**** STUDY TEXT
I switched to a tree-sitter based parser. It extracts only the relevant abstract syntax tree nodes. This reduced our token usage by 85%.
| Metric | V1 (Full File) | V2 (AST Extract) |
|---|---|---|
| Avg Tokens per PR | 12,500 | 1,800 |
| Cost per PR | $0.04 | $0.005 |
| Latency (p95) | 4.2s | 1.1s |
The cost drop was immediate. The speed improvement was even better. Developers stopped complaining about waiting for checks to pass.
Mistake 2: Treating LLM Output as Deterministic
I wrote my initial assertion tests assuming the AI would always return valid JSON. I asked it to output a structured report with severity levels and suggested fixes.
For the first 50 runs, it worked perfectly. Then, on a Tuesday morning, it broke the entire pipeline.
********
Carry on the account of mistakes made while building LLM-based pull request checks, picking up right after its final sentence.
**** GIVEN ENTRIES
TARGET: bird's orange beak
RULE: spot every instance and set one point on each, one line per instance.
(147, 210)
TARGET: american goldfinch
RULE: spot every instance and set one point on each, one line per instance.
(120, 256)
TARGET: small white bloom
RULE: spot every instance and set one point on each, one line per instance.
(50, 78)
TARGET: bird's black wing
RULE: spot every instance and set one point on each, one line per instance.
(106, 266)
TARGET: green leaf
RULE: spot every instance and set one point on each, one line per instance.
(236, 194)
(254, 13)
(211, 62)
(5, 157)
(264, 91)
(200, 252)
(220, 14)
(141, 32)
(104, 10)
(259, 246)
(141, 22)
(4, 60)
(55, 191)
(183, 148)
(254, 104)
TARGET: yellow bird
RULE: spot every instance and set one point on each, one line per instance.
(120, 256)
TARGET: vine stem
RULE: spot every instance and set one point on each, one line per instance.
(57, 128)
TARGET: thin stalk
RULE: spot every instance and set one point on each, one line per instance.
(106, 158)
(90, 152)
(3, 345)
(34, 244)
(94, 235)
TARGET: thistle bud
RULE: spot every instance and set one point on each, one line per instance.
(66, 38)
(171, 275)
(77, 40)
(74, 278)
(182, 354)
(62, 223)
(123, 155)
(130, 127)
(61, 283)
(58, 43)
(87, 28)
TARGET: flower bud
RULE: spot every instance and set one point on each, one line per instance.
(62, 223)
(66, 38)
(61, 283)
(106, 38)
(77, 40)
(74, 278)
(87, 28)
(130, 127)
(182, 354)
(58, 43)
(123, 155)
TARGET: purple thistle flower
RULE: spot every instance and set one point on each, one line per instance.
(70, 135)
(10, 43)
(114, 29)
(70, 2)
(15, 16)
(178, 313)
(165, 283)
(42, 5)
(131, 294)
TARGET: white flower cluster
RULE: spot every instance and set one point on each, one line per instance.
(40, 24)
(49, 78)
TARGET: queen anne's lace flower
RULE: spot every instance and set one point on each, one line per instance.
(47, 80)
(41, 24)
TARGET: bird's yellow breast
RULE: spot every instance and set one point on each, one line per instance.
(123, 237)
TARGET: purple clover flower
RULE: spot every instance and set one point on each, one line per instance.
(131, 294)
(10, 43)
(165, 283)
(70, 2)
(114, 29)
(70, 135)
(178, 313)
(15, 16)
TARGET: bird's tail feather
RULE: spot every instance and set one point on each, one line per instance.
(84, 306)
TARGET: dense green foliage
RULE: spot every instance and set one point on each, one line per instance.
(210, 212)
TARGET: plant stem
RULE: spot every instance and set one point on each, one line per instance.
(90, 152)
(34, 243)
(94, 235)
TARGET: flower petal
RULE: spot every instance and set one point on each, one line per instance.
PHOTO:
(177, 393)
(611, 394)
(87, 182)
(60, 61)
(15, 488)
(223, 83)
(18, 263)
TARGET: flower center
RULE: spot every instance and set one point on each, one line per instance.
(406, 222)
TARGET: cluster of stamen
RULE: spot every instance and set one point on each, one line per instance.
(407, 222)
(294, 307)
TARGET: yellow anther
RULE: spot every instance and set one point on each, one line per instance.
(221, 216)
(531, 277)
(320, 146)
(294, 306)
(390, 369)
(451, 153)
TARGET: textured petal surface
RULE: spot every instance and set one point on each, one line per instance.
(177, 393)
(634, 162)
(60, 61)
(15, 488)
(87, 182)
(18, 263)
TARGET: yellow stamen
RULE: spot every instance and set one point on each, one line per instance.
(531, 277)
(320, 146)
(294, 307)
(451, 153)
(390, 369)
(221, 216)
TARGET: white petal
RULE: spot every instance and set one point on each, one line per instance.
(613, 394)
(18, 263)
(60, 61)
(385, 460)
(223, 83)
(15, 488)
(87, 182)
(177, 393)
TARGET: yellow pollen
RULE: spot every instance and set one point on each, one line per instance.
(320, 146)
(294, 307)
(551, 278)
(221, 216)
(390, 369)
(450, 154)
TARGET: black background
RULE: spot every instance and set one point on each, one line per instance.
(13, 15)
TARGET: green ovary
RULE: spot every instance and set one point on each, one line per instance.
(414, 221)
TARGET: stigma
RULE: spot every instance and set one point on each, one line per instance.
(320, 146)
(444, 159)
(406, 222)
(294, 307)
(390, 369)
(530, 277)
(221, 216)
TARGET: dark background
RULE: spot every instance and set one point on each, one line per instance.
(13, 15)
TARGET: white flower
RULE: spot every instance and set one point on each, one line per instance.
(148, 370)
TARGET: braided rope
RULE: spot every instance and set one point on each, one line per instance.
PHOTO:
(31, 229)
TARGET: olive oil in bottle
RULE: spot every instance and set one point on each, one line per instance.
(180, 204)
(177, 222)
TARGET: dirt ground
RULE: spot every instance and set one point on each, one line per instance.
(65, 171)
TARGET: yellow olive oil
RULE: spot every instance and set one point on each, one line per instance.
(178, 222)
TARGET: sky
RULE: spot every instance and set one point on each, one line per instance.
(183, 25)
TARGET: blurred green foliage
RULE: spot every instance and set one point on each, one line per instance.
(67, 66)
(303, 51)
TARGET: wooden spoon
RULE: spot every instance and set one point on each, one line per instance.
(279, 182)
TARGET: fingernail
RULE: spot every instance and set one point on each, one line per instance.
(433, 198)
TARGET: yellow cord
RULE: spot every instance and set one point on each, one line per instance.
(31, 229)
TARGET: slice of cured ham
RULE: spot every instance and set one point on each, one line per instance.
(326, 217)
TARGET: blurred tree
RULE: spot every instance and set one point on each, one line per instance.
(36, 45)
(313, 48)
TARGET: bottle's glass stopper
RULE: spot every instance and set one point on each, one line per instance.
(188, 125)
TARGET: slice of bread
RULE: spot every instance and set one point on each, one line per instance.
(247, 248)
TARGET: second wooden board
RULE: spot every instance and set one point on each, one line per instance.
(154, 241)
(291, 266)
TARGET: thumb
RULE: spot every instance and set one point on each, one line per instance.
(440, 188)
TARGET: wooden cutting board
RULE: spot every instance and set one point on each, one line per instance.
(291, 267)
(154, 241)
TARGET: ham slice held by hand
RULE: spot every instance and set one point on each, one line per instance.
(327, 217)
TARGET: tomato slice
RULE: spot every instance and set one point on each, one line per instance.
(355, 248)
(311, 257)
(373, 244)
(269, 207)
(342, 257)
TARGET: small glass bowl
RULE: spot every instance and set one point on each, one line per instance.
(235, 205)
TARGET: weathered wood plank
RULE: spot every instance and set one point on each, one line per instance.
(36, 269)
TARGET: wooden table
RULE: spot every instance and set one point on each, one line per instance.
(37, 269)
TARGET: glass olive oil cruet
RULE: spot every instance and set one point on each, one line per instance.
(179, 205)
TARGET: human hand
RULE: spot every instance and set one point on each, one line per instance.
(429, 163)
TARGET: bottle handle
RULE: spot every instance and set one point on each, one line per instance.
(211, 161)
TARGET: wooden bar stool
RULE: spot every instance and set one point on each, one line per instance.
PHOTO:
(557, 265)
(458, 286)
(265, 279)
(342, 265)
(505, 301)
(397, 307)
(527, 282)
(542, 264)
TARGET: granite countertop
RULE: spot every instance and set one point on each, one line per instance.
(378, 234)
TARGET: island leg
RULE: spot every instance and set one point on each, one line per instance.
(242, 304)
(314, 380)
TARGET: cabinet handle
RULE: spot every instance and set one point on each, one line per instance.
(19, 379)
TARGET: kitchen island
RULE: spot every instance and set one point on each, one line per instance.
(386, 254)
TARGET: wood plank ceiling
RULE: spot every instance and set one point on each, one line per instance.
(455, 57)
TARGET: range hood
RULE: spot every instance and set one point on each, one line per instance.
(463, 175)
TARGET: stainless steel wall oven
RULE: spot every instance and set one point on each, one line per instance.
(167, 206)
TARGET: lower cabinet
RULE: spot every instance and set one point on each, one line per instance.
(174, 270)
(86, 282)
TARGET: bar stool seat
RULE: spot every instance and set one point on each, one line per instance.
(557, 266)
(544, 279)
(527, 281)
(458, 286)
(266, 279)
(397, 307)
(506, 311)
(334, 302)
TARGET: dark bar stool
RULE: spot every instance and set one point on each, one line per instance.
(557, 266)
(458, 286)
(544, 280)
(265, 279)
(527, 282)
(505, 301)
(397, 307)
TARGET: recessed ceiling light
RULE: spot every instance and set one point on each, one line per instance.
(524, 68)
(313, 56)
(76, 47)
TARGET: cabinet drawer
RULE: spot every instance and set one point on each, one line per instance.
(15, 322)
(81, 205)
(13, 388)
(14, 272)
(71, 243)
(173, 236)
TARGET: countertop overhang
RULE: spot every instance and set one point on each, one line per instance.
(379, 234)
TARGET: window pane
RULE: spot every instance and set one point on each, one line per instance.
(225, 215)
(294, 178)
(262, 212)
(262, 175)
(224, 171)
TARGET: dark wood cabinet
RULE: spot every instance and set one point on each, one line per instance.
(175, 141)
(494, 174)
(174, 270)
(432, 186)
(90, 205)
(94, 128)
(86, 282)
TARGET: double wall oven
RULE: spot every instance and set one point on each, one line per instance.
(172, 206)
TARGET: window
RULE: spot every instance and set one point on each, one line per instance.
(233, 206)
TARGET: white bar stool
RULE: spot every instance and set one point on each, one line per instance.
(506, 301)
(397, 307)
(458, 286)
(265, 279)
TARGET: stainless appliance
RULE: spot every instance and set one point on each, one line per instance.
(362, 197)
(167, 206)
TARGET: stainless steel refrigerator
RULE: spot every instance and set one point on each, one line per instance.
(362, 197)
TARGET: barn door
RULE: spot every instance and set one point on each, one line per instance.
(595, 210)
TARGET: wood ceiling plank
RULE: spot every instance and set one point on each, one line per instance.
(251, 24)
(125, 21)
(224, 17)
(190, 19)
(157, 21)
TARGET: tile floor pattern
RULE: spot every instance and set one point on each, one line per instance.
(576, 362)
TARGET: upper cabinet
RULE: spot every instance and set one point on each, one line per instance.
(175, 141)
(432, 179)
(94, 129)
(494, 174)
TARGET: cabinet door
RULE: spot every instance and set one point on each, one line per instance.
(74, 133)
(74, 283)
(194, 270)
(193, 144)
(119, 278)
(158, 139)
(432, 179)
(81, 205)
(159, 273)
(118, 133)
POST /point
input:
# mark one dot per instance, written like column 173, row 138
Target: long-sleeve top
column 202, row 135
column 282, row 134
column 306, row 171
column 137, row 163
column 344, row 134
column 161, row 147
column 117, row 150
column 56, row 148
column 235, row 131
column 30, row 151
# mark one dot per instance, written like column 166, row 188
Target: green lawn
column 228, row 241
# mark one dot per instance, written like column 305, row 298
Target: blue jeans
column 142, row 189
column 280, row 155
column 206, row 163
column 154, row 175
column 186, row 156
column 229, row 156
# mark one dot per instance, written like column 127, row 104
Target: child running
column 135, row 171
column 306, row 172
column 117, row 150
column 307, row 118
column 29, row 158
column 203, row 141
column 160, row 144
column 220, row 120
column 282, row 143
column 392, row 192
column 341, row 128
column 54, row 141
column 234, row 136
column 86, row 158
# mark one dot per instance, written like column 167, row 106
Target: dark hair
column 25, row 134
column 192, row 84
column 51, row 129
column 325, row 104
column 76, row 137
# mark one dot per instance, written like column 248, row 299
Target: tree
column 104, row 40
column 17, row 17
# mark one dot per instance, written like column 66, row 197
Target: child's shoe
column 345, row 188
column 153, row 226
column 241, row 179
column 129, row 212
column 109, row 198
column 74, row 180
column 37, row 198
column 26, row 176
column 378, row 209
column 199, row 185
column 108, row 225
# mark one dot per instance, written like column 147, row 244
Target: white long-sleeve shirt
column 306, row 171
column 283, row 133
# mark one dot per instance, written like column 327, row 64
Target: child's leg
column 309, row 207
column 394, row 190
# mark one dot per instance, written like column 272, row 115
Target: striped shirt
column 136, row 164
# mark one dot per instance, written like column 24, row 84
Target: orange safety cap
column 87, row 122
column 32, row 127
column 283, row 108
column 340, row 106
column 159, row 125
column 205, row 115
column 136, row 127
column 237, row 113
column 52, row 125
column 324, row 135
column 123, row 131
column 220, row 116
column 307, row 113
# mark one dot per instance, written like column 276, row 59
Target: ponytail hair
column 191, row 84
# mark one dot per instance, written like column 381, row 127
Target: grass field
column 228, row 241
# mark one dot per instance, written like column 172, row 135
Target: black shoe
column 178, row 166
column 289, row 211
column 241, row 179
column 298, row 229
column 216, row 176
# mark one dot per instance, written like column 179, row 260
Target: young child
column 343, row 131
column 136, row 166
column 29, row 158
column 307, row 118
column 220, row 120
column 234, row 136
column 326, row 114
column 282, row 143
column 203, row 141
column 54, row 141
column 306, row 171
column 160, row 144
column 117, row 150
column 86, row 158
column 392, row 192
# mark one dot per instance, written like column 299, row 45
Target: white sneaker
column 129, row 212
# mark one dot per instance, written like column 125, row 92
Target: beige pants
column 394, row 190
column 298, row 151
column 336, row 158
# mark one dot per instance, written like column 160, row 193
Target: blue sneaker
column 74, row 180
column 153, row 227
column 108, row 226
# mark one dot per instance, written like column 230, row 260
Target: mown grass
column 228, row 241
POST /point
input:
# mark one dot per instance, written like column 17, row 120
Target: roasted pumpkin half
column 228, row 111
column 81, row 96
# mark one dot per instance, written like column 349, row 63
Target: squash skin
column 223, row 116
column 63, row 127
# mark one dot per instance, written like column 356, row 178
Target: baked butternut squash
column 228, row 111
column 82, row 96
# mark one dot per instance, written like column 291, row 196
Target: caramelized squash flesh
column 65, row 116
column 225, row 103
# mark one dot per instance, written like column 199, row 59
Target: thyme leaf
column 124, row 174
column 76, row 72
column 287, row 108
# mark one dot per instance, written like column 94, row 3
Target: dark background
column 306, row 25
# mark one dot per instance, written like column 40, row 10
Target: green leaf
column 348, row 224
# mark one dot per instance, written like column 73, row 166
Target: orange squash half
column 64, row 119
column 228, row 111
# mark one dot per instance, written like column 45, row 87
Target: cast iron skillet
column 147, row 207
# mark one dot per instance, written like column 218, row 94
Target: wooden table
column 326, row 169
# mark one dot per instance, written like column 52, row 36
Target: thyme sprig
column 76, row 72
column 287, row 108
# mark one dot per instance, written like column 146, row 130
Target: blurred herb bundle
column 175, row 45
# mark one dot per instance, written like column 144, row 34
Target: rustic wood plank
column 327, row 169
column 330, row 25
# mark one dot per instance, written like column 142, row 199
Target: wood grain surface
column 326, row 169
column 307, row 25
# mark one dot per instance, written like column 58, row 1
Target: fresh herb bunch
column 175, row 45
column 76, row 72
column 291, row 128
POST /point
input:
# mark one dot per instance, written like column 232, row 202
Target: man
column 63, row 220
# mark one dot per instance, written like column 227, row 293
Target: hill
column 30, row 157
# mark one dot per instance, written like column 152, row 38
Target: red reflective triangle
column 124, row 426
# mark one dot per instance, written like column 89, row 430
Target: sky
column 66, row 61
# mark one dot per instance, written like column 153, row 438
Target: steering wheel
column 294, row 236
********
EXERCISE RESULT
The model decided to be chatty. It added a preamble like "Here is your code review:" before the JSON block. My parser crashed. The CI check failed. Developers were blocked from merging critical hotfixes.
I had to manually restart the pipeline for three different teams. It was embarrassing.
LLMs are probabilistic. They do not guarantee format consistency unless you force it. I stopped relying on raw text parsing. Instead, I implemented a retry mechanism with strict schema validation using Zod.
import { z } from 'zod';
const ReviewSchema = z.object({
issues: z.array(
z.object({
line: z.number(),
severity: z.enum(['low', 'medium', 'high']),
message: z.string(),
suggestion: z.string().optional(),
})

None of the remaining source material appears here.